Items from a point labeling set
* Start *

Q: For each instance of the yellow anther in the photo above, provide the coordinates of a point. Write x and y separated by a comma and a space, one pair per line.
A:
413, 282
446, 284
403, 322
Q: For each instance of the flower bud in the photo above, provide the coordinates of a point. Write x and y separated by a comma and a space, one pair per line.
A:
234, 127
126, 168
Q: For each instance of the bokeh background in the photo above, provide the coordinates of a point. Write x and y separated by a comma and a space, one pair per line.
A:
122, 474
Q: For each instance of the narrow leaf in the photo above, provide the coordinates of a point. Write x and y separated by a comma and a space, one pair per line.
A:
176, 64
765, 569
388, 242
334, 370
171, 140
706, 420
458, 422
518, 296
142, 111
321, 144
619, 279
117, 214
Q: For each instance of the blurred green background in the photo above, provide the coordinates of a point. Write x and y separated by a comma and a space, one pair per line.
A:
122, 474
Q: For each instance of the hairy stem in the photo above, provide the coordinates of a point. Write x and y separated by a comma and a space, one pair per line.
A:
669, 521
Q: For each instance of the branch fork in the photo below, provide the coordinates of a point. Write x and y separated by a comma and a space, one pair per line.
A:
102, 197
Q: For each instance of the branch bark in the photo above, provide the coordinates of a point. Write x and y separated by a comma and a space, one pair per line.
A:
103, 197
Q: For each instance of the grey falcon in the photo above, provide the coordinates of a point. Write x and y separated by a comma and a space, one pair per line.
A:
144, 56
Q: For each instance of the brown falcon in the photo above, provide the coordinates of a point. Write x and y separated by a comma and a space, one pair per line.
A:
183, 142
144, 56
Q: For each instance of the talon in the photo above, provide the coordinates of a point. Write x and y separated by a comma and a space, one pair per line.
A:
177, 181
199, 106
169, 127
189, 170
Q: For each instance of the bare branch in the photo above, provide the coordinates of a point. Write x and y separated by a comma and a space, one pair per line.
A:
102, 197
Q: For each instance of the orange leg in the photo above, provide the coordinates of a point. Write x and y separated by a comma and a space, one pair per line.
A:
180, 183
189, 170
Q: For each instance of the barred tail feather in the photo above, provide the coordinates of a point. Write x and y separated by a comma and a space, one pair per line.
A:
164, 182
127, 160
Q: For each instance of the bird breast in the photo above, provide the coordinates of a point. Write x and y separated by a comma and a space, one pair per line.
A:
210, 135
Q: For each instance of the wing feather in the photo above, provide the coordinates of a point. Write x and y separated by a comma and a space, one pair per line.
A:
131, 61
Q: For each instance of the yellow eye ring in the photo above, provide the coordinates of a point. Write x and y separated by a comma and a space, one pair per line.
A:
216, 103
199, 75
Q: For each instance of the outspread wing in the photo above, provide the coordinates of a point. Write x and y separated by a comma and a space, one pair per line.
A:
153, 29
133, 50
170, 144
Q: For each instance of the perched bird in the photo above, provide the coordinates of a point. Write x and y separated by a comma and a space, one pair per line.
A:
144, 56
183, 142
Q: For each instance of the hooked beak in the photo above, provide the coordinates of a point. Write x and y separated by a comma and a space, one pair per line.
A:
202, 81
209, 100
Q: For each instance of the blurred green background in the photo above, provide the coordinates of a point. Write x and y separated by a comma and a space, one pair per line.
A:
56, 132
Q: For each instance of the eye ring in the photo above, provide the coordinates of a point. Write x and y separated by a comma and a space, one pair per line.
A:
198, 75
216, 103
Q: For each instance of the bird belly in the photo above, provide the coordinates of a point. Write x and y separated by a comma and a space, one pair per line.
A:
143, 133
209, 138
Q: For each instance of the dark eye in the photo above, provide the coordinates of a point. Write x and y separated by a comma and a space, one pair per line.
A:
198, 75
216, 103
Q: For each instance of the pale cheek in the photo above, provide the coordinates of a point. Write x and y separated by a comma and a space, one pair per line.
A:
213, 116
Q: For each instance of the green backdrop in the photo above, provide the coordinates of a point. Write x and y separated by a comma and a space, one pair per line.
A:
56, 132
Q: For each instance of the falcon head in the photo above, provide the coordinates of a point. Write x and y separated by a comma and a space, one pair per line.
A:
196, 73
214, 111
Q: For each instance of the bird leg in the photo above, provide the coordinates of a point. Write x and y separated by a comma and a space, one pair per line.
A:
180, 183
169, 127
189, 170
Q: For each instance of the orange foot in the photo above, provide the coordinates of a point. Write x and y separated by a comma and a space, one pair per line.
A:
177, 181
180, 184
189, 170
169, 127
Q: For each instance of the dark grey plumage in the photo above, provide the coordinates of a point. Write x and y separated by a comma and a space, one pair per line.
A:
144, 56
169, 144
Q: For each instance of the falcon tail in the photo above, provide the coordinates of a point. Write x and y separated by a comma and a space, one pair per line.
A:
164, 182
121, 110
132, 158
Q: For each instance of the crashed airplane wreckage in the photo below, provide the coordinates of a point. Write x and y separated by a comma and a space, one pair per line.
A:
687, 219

* End *

Directions – Rewrite every line from the one containing "Q: For each instance of the falcon tail" through the end of the items, both ends included and the requests unchanged, with each answer coordinate multiplied by 1.65 and rounded to the nearest whole number, halves rounding up.

Answer to this task –
Q: For each instance of the falcon tail in the photo above, provide the coordinates of a point. Write x and y separated by a comma and a space, one pair per line.
A:
271, 300
200, 182
218, 261
Q: For each instance of the crashed airplane wreckage in the photo below, provide the coordinates of a point. Write x and y separated by a comma and a space, one pair per line.
A:
1134, 361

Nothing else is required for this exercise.